» **Given problem**: Output every line exactly as written. Leave out pictures.
## BEGIN Information shown
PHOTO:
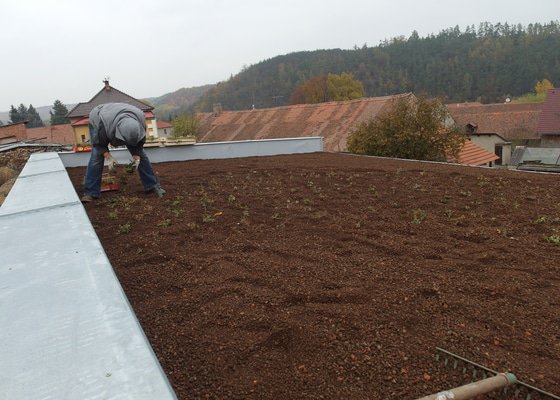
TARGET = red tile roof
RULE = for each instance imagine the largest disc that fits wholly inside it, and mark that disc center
(549, 120)
(472, 154)
(511, 121)
(62, 134)
(334, 121)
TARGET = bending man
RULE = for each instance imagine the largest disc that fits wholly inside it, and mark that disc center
(118, 124)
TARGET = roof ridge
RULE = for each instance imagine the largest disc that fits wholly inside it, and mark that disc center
(323, 104)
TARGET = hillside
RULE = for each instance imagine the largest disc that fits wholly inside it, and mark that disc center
(43, 113)
(171, 104)
(486, 64)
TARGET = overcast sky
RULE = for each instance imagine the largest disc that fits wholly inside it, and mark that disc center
(62, 49)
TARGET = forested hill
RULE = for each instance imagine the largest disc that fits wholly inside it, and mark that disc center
(487, 63)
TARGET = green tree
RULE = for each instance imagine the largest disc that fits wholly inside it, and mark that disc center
(58, 113)
(185, 125)
(311, 91)
(415, 128)
(331, 87)
(34, 118)
(344, 87)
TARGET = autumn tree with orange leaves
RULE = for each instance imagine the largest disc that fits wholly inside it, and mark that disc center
(329, 87)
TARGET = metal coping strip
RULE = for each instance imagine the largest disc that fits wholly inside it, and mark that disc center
(35, 210)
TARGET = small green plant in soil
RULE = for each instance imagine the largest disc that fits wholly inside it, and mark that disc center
(554, 239)
(124, 229)
(418, 216)
(164, 223)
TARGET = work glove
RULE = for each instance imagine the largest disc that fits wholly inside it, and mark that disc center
(112, 164)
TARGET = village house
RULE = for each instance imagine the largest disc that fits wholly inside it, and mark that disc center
(19, 132)
(548, 127)
(511, 123)
(79, 115)
(334, 121)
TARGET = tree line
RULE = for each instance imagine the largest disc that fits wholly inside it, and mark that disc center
(32, 117)
(486, 64)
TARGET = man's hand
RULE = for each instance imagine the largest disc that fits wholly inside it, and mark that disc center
(135, 162)
(111, 162)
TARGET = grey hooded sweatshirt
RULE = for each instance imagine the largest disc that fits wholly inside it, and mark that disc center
(118, 124)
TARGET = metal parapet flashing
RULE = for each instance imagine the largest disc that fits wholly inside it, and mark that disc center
(207, 151)
(67, 330)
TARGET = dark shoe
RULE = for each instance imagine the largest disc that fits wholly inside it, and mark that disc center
(87, 198)
(158, 190)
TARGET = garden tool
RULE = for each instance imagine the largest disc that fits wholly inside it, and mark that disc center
(511, 389)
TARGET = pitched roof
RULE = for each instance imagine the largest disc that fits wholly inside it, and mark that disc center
(106, 95)
(334, 121)
(472, 154)
(511, 121)
(549, 120)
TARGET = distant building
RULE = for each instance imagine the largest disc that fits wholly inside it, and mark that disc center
(515, 123)
(548, 127)
(165, 129)
(334, 121)
(13, 132)
(79, 115)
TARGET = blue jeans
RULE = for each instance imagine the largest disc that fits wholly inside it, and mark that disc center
(92, 183)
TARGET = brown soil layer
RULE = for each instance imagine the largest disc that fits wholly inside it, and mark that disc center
(334, 276)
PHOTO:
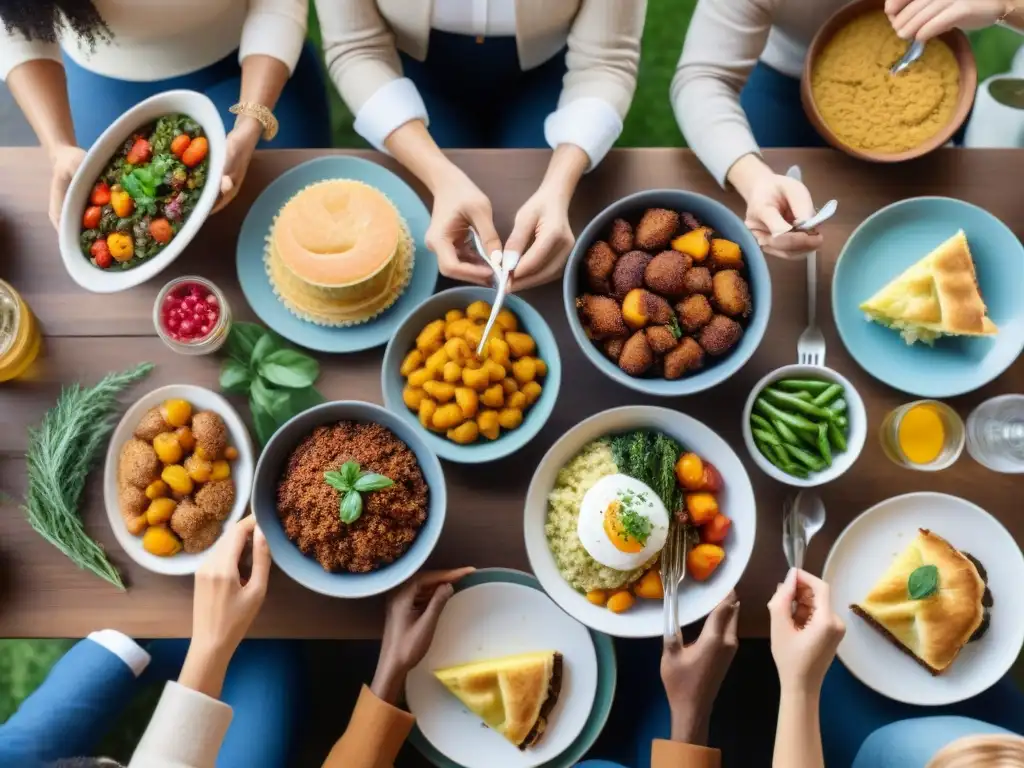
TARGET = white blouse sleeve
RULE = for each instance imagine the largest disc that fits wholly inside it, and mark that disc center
(275, 28)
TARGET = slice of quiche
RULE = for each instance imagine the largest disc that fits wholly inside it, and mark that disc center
(938, 296)
(514, 694)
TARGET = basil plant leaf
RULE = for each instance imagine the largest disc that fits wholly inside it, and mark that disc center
(287, 368)
(235, 377)
(351, 507)
(923, 582)
(372, 481)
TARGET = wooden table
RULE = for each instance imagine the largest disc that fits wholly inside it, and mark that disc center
(87, 335)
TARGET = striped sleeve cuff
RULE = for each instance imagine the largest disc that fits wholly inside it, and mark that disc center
(387, 110)
(590, 123)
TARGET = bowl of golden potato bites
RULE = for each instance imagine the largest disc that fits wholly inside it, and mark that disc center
(667, 292)
(472, 408)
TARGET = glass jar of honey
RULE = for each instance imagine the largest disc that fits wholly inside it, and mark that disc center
(20, 338)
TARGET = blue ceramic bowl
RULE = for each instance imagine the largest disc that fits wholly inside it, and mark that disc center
(726, 223)
(305, 569)
(508, 441)
(897, 237)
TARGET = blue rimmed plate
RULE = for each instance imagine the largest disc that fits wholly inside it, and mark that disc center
(897, 237)
(606, 671)
(256, 285)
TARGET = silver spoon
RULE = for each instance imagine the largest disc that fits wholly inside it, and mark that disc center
(803, 517)
(912, 54)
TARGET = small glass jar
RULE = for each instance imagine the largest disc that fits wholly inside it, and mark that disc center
(206, 344)
(953, 436)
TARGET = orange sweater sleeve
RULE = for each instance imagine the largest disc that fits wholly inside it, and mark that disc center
(678, 755)
(375, 734)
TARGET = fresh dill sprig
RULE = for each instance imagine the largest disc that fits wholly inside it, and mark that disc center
(61, 451)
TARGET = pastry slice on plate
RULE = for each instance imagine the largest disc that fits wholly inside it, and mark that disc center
(938, 296)
(514, 694)
(930, 602)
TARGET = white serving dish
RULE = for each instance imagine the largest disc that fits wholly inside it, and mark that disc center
(200, 109)
(696, 599)
(856, 413)
(242, 472)
(865, 550)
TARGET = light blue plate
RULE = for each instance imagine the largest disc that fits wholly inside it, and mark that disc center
(896, 238)
(256, 285)
(606, 676)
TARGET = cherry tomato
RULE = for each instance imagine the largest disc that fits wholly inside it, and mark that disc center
(100, 194)
(91, 218)
(101, 254)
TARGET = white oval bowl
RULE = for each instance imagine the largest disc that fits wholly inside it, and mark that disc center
(696, 599)
(856, 413)
(242, 472)
(200, 109)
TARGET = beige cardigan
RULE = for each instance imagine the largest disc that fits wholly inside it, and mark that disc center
(361, 40)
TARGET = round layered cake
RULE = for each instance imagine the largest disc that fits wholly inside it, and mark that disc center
(339, 253)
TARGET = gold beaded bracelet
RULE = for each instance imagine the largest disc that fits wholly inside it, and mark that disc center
(260, 114)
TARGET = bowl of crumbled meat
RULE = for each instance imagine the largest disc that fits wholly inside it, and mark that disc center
(350, 499)
(667, 292)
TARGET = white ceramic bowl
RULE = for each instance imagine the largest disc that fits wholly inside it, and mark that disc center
(200, 109)
(696, 599)
(242, 472)
(855, 413)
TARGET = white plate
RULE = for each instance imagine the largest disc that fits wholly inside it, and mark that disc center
(696, 599)
(866, 549)
(200, 109)
(491, 621)
(242, 471)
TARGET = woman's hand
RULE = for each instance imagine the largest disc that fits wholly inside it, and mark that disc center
(240, 147)
(542, 233)
(693, 674)
(923, 19)
(803, 639)
(66, 160)
(774, 203)
(413, 611)
(224, 605)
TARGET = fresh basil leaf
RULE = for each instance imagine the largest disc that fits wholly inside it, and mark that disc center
(351, 507)
(288, 368)
(235, 377)
(923, 582)
(372, 481)
(242, 340)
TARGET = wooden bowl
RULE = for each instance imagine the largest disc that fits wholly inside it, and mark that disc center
(956, 41)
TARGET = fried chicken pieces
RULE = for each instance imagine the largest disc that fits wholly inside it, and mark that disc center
(658, 302)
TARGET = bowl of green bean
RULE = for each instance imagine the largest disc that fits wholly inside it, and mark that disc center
(805, 425)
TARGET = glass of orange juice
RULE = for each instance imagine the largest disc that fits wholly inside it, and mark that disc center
(20, 338)
(925, 434)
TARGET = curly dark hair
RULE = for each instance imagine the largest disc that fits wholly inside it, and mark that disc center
(43, 19)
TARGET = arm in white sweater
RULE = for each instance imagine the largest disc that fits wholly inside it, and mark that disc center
(724, 42)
## END Information shown
» **Task answer**:
PHOTO:
TARGET = red tile roof
RULE = for each instance imagine the largest disc that fits wholly inside it, and mark that disc center
(549, 120)
(472, 154)
(511, 121)
(62, 134)
(334, 121)
TARGET = bending man
RULE = for each instance imagine the largest disc that fits wholly inside it, and mark that disc center
(118, 124)
TARGET = roof ridge
RULE = for each instance imagine the largest disc that fits wholly inside it, and mark that disc center
(323, 104)
TARGET = hillside
RULE = for each instance imagine the largest disc that fits wholly inside it, and mark that disc center
(43, 113)
(171, 104)
(486, 64)
TARGET = overcast sky
RULE = for each instance imagine the largest disc that fits wholly inside it, and mark that disc center
(62, 49)
TARGET = forested hill
RULE = for each instance imagine the largest disc that fits wholly inside it, and mark that disc center
(487, 63)
TARGET = green tree
RULE = for each instance imagine the largest disc that fits wholly inside it, and mark that disc center
(58, 113)
(185, 125)
(311, 91)
(415, 128)
(331, 87)
(34, 118)
(344, 87)
TARGET = autumn tree with orange leaves
RULE = for each instance imagine the largest disc that fits wholly inside it, and mark that disc center
(329, 87)
TARGET = metal coping strip
RULE = for each instance imagine the largest disc that fits wholly inside it, and mark that disc center
(35, 210)
TARGET = small green plant in soil
RULE = for each instance imagine the largest disc that fits wholly inside it, and mark that disc center
(554, 239)
(124, 229)
(418, 216)
(164, 223)
TARGET = work glove
RULE = for each instance imagine the largest disc that fits wholly inside it, and mark that disc center
(112, 164)
TARGET = village house
RULE = for each instance imagine the largest disc that fits wholly inside it, and mark that disc center
(19, 132)
(548, 127)
(511, 123)
(79, 115)
(334, 121)
TARGET = tree line
RULE = for each instance imagine the largest disc that fits wholly inside it, and mark that disc center
(32, 117)
(486, 64)
TARGET = man's hand
RULE = for each instance imagine the largest disc that fits wholly inside it, and mark that disc center
(135, 162)
(111, 162)
TARGET = grey hooded sweatshirt
RULE = for each instance imagine the largest disc that fits wholly inside it, and mark that disc center
(118, 124)
TARGET = metal parapet flashing
RULE = for each instance imagine the largest disc that fits wholly inside it, and mark that disc center
(207, 151)
(67, 330)
TARGET = dark shoe
RULE = for each instance imagine the largest disc that fits wholly inside it, and mark that disc center
(87, 198)
(158, 190)
TARGET = garden tool
RULE = for each instance imagine the largest disc that fits wholly inside it, and mark that disc center
(511, 389)
TARGET = pitched roof
RULE = for each instance imagine the largest disc that fits wholly inside it, and mark that disc center
(106, 95)
(334, 121)
(472, 154)
(511, 121)
(549, 120)
TARGET = distant building
RULE = for each instance imagine the largest disc that fits wholly inside it, and mark that disc center
(515, 123)
(548, 127)
(165, 129)
(334, 121)
(13, 132)
(79, 115)
TARGET = blue jeans
RULE = for each instance imagine the largest disc that fits wholly inside it, and mark that disc center
(92, 183)
TARGET = brown soil layer
RULE = for each instance imagine the largest disc that fits wholly inside it, and mark that disc center
(334, 276)
PHOTO:
TARGET = white blouse sleeve
RULE = for each instance imagine the largest disc that fits wholly inside it, and mark that disc center
(275, 28)
TARGET = slice of quiche
RULE = for each instance imagine the largest disc that fits wholly inside it, and mark that disc center
(938, 296)
(514, 694)
TARGET = basil plant leaf
RULE = for each instance imagine the largest disc that fits wholly inside it, and mark that disc center
(287, 368)
(235, 377)
(351, 507)
(923, 582)
(372, 481)
TARGET = wooden table
RULE = for each instance imagine the largest disc that fits wholly inside it, and mark that disc center
(87, 335)
TARGET = striped sleeve cuff
RULE = for each instance imagine the largest disc that fits wholly inside it, and mark that disc center
(387, 110)
(590, 123)
TARGET = bowl of golden potato bites
RULE = for each instance imagine the largest disc that fits wholly inside it, and mark that disc center
(667, 292)
(472, 408)
TARGET = glass jar of honey
RULE = for each instance imagine the largest disc that fits wholly inside it, and mark that disc center
(20, 338)
TARGET = blue ceramic bowl
RULE = for each instance imagine the largest disc that fits wholly inside it, and mark that disc center
(726, 223)
(305, 569)
(508, 441)
(897, 237)
TARGET = blue rimmed plate
RULE = for each instance imagine the largest disc that fits wholly inside it, and mark that disc center
(897, 237)
(606, 671)
(256, 285)
TARGET = silver spoon
RULE = for each instance imagine the largest disc that fits wholly inside it, and mark that disc center
(803, 517)
(912, 54)
TARGET = small glass jar
RULE = for each instance imagine the largest disc that fits wholly inside it, and mark that disc center
(206, 344)
(953, 436)
TARGET = orange sweater sleeve
RULE = for each instance imagine the largest disc that fits wholly inside it, and mark that disc center
(678, 755)
(375, 734)
TARGET = fresh dill sprig
RULE = for each instance imagine the largest disc that fits wholly inside it, and mark that disc center
(61, 451)
TARGET = pastry slice on plate
RULE = for each instance imagine the largest disc that fits wholly inside it, and mark that disc center
(938, 296)
(514, 694)
(930, 602)
TARGET = white serving dish
RULE = for each instance imagine the largest disc that fits wholly inside it, and mark that disc center
(200, 109)
(696, 599)
(856, 413)
(242, 472)
(865, 550)
TARGET = light blue plate
RULE = for each instance imagine the largest disc that fits wholly inside it, and mark that disc center
(896, 238)
(256, 285)
(606, 676)
TARGET = cherry tomato
RULE = for each instance imagine the largest disc that fits wholly inside it, and mark that disc center
(100, 194)
(91, 218)
(101, 254)
TARGET = white oval bowl
RULE = for each instance imagine the largest disc that fits wholly inside it, and mark that disc center
(696, 599)
(856, 413)
(242, 472)
(200, 109)
TARGET = beige cardigan
RULE = for each instance imagine the largest disc that fits wholly inside it, and mark that disc center
(361, 40)
TARGET = round layered cake
RULE = for each instance imagine the largest disc that fits wholly inside it, and mark that disc center
(339, 253)
TARGET = gold beaded bracelet
RULE = for each instance imagine the largest disc that fits wholly inside it, and mark that disc center
(260, 114)
TARGET = bowl of crumbled meat
RULE = for each instance imagine the largest disc that fits wholly inside it, and mark that disc center
(350, 499)
(667, 292)
TARGET = white ceramic bowl
RULE = for each instance imagine the largest disc that fits wholly inside it, and mark that disc center
(200, 109)
(696, 599)
(242, 472)
(855, 413)
TARGET = white plate
RULE = for each instance imagine the largest disc that fits wholly inside it, and mark that disc center
(696, 599)
(866, 549)
(200, 109)
(491, 621)
(242, 471)
TARGET = woman's hand
RULE = for each instance imagine the largest disc that fits wholly inside it, and mark that disc center
(240, 147)
(542, 233)
(693, 674)
(923, 19)
(803, 639)
(66, 160)
(774, 203)
(413, 611)
(224, 605)
TARGET = fresh basil leaf
RULE = for each instance imagine the largest disc that fits wholly inside it, and mark that disc center
(351, 507)
(288, 368)
(235, 377)
(923, 582)
(372, 481)
(242, 340)
TARGET = wooden bowl
RULE = for each instance imagine the largest disc that fits wholly inside it, and mark that disc center
(956, 41)
TARGET = fried chicken pieces
RULE = for each instance imagine the largest disc that fits wholly inside it, and mark that disc center
(658, 302)
TARGET = bowl of green bean
RULE = for each instance imagine the largest disc that fits wholly inside it, and mark that disc center
(805, 425)
TARGET = glass of orange juice
RULE = for each instance imagine the largest disc that fits wholly inside it, and mark that disc center
(20, 338)
(925, 434)
TARGET = curly dark hair
RULE = for each instance imagine the largest disc that fits wholly inside it, and mark that disc center
(43, 19)
TARGET = arm in white sweater
RULE = for each instance imagine the largest disc that fits wholly inside it, and mark that disc center
(724, 42)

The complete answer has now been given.